─── Provided entries ───
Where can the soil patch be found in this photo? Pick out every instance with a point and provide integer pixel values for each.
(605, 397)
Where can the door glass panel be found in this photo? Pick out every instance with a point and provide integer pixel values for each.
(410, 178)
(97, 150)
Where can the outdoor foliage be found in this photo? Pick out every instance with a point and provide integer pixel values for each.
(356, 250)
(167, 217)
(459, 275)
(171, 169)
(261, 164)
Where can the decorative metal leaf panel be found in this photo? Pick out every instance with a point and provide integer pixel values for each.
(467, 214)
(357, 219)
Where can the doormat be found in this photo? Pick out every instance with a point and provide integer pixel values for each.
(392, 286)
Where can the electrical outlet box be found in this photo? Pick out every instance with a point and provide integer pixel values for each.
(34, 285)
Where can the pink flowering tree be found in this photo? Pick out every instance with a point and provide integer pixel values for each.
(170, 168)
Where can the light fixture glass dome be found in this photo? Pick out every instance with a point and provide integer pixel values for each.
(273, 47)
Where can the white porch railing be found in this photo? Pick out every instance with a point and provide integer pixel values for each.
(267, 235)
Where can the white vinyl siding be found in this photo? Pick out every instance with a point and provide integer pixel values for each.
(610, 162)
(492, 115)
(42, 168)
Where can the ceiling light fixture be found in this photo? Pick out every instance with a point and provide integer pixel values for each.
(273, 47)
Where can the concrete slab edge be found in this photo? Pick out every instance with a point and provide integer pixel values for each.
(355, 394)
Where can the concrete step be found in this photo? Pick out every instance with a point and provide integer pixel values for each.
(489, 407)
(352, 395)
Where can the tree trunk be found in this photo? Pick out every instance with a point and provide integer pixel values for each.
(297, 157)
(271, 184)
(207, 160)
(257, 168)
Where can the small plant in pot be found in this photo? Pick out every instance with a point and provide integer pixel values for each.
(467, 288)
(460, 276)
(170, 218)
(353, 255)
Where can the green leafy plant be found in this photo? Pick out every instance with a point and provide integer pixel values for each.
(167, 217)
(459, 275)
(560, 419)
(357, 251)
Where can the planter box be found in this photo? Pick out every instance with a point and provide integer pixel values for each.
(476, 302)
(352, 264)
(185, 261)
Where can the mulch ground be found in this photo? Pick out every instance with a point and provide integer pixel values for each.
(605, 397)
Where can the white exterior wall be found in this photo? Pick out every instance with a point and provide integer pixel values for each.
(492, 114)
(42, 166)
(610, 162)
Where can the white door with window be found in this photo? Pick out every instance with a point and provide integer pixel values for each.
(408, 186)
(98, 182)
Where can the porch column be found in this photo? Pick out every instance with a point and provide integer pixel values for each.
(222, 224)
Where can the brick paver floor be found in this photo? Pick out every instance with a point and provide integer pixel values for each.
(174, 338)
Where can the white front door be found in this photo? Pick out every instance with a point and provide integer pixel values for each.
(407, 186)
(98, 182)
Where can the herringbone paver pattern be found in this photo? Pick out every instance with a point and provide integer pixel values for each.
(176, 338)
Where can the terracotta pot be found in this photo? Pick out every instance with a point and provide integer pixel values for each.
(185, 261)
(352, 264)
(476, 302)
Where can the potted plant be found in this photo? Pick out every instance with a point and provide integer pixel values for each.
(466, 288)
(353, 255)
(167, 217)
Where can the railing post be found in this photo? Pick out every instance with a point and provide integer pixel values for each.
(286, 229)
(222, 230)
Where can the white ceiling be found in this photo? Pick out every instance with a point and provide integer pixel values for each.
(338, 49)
───
Problem statement: Each line of the data is to be retyped exactly as shown.

Written reply:
Where can the soil patch be found in this photo? Pick out every instance with a point and provide integer pixel values for each.
(605, 397)
Where can the door glass panel be found in this photo? Pick out every instance with a point and provide integer pixel values for each.
(410, 178)
(97, 150)
Where can the outdoor foliage be found in this photo? Pick out every instance with a point and provide integer pixel values for each.
(356, 250)
(167, 217)
(459, 275)
(171, 169)
(261, 164)
Where can the decorative metal leaf panel be found in this photo? Pick out every instance with a point and provide integer pixel values for each.
(467, 214)
(357, 219)
Where can the doormat be found in this photo? Pick out every instance with a point and provide integer pixel values for each.
(392, 286)
Where can the electrical outlet box be found in this photo? Pick out every instance with a point and provide integer pixel values for each.
(34, 285)
Where can the pink flowering tree be found in this photo? Pick out every instance with a point and provide integer pixel values for each.
(170, 168)
Where can the light fixture glass dome be found in this photo? Pick out every instance with a point and provide integer pixel values for each.
(273, 47)
Where can the white porch railing be found in this photo? Pick out every instance with a point and provide integer pixel values for each.
(267, 235)
Where can the white vinyl siding be found in this photo? Pick out every instance with a point and provide integer pixel values for each.
(610, 162)
(492, 115)
(42, 168)
Where can the ceiling light fixture be found in this photo? Pick out every instance with a point and provide integer pixel values for each.
(273, 47)
Where can the concrete slab edge be found in this photo? Pick out every instance with a point and provide integer pixel values for each.
(355, 394)
Where can the concrete step be found in this photo? Pick out every instance with a point and provide integer pixel values for each.
(489, 407)
(352, 395)
Where can the tree trunk be found in this photo? Pick out every instance with a point and provide integer pixel values for each.
(297, 157)
(271, 184)
(207, 160)
(257, 168)
Where can the small plant in pot be found in this photo? Pick out every instance with a point and provide integer pixel values for each.
(467, 288)
(460, 276)
(170, 218)
(353, 255)
Where can the green leafy plant be found in this photo? Pick out every instance with a point and provide integer pixel values for each.
(167, 217)
(459, 275)
(560, 419)
(357, 251)
Where can the planter box be found in this photo? Pick out every instance with a point and provide integer pixel values for each.
(476, 302)
(352, 264)
(185, 261)
Where can the mulch ground be found in this photo? Pick out every instance with a point and provide integer pixel values for each.
(605, 397)
Where can the white exterior wall be found in this photo? Pick out every instance with a point and provide integer pixel values for each.
(492, 114)
(42, 166)
(610, 162)
Where can the white door with window be found in this photo? Pick out every instance with a point and provide integer pixel values for each.
(408, 186)
(98, 182)
Where can the porch column be found in this photo? Pick out every instance with a point and provide integer pixel values for each.
(222, 224)
Where can the brick paver floor be found in this photo? Pick out every instance with a point and provide integer pixel values for each.
(174, 338)
Where can the white front door be found in this photo? Pick out every instance with a point and provide integer pixel values for each.
(407, 186)
(98, 182)
Where can the herringbone paver pattern be found in this photo? Pick out every instance with a point and provide integer pixel values for each.
(176, 338)
Where can the terracotta pot be found in this photo? Pick out every instance with a point and provide integer pixel values for each.
(185, 261)
(352, 264)
(476, 302)
Where can the potted plant be found in this photo? Pick out every instance with a point and provide integer pixel values for each.
(466, 288)
(353, 255)
(167, 217)
Where can the railing post be found in this photo? Pick out every instance with a point and provide integer pixel values for each.
(286, 229)
(222, 230)
Where can the white ceiling be found in this photo? Pick out every instance with a point and provide integer pixel values for each.
(338, 49)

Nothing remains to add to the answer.